実施事項 >>
a. 予算要望書で「今年度は」に続けて、高槻市が努力してきたとして挙げられている取り組みをすべて書き出せ。
b. 予算要望書の本文を、最後の段落の後から続けて書け。

提供抜粋 >>

#####

高槻市長 濱田 剛史殿

2011年12月13日
日本共産党高槻市会議員団
団 長   中村 れい子

    2012年度高槻市当初予算と施策に対する要望書

 3月に東日本大震災が起こり、東京電力福島第1原子力発電所が爆発し、それにより未曾有の大災害になりました。いまもなお、収束には至らず、放射能を放出し続けており被害は広がっています。原子力発電から、自然エネルギーへと政策転換が求められています。高槻市では太陽光発電への補助件数を増やすなど努力されています。しかし、国の政策は必ずしも原発をなくすとはなっていません。原発に頼らないエネルギー政策が必要です。
野田内閣は、環太平洋戦略的経済連携協定(TPP)の協議開始を表明しました。このままでは、医療制度など社会保障や日本農業が破壊され、高槻市民も多大な被害を受けることになります。さらに、税と社会保障の一体改革で、医療や介護保険制度の負担増、年金支給率の引き下げ、保育所などの公的責任をなくすなど、暮らし、福祉、食料を守る政治が求められます。国の政治から、市民の生活を守るために、地方自治体の果たす役割は大きくなっています。

 高槻市では、国が地域主権と言いながら、地方の権限(財源)を縮小している下でも、今年度は、市バスの上牧地域への運行計画、中学校給食の検討、保育所待機児の解消に努力されてきました。これからも、住民のくらし応援のための施策実現に、努力されるよう要望します。

#####

記録データ >>
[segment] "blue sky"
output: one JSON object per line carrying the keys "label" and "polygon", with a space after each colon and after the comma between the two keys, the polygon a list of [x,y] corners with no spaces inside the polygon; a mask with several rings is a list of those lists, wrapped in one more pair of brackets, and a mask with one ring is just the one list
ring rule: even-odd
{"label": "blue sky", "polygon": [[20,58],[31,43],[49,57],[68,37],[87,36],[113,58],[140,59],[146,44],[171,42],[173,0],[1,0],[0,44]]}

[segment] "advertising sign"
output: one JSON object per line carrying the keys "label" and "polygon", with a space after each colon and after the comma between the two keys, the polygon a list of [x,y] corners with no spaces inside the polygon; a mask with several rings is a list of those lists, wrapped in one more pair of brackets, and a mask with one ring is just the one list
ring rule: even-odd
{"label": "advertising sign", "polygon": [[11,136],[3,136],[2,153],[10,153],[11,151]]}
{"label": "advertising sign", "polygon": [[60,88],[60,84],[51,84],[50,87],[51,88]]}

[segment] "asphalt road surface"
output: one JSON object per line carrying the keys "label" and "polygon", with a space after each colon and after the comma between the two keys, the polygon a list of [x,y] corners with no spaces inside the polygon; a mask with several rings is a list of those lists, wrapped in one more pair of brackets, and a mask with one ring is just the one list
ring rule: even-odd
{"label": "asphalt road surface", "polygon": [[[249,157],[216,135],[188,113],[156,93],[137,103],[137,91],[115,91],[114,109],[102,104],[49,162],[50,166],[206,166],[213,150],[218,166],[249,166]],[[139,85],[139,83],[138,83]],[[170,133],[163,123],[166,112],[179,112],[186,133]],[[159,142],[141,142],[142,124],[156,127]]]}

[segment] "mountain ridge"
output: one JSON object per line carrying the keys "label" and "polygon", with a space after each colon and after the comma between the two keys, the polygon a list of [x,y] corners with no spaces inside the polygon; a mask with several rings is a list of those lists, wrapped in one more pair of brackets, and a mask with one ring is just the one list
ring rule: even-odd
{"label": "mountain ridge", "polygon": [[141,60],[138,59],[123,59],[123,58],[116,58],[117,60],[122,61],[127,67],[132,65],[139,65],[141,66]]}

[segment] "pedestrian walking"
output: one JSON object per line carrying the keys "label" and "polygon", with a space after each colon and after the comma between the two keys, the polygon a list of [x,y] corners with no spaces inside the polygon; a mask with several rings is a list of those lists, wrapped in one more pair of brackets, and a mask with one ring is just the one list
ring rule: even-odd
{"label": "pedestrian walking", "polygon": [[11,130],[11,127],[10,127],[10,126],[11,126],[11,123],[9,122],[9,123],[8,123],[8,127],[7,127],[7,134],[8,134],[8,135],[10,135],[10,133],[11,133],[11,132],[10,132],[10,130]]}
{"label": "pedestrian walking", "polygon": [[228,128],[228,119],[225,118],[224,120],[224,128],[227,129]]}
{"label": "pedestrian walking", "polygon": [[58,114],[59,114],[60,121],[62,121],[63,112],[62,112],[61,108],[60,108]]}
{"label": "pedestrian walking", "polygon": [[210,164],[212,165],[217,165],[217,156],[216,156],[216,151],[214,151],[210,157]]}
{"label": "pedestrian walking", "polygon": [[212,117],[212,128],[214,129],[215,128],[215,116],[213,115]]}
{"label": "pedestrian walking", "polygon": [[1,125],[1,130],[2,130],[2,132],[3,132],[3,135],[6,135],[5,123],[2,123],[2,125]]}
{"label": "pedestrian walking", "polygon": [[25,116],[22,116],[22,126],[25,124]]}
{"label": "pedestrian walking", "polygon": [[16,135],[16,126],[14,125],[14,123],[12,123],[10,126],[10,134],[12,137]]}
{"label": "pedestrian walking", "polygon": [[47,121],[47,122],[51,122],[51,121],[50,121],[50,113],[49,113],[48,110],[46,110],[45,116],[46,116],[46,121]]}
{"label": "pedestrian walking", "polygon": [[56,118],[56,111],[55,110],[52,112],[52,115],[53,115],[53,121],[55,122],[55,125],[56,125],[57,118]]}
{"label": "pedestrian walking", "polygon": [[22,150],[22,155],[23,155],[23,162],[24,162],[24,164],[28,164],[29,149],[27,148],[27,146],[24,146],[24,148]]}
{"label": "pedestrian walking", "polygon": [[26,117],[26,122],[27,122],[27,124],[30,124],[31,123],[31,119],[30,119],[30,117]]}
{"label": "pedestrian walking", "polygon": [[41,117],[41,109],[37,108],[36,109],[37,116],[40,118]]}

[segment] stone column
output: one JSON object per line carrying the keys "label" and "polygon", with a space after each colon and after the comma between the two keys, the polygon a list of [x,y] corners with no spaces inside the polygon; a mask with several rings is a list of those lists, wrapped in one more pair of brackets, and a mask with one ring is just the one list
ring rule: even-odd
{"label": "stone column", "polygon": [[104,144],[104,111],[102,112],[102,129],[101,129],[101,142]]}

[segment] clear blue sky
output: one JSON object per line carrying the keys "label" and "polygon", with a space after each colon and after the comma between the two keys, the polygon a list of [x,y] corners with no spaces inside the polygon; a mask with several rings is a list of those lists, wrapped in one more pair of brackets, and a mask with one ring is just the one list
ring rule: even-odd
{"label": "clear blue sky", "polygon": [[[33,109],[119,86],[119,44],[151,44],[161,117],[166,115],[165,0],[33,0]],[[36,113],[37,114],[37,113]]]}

#####

番号別解答 >>
a.
・市バスの上牧地域への運行計画
・中学校給食の検討
・保育所待機児の解消

b.
 くらしと福祉を守り、中小業者の営業を守り、産業振興を図る立場から、日本共産党高槻市会議員団と高槻・島本地区委員会は、高槻市の2012年度予算編成と市政運営にあたり、7つの柱14項目の重点要望とともに122項目の市民要望を実現されるように強く求めるものです。

重 点 要 望

  1. くらしや福祉の充実を図ること

    ・国民健康保険料の減免制度を充実すること。
    ・高齢者住宅改造補助を復活すること。


  2. 子育て支援や教育の充実、子どもの安全対策を強めること
    ・こども医療費助成の対象を小学校卒業まで計画的に引き上げること。
    ・35人学級を2012年度から小学校3年生に拡大すること。


  3. 環境保全を重視し、住み続けられるまりづくりを
    ・前島クリーンセンターの新炉建設・運営は直営で行うこと。


  4. 雇用の確保について
    ・若年層の雇用の確保を事業所に働きかけること。


  5. 住民犠牲の「行革」をやめること。
    ・官製ワーキングプアをなくす努力をすること。非常勤職員の5年の
    有期雇用をやめること。


  6. 自然や歴史・遺跡を生かしたまちづくりを
    ・安満遺跡公園は、市民が憩える自然を生かした公園にすること。


  7. 国や大阪府に要望すること。

〈国に対して〉

・学校給食食材の放射能検査機器購入に対して来年度以降も助成を継続すること。
・国民健康保険の広域化は行わないこと
・介護保険での軽度者切り捨ての見直しは行わないこと
・70歳から74歳の医療費は1割負担を継続すること。

〈大阪府に対して〉

・救命救急センターの統廃合や補助削減をやめること。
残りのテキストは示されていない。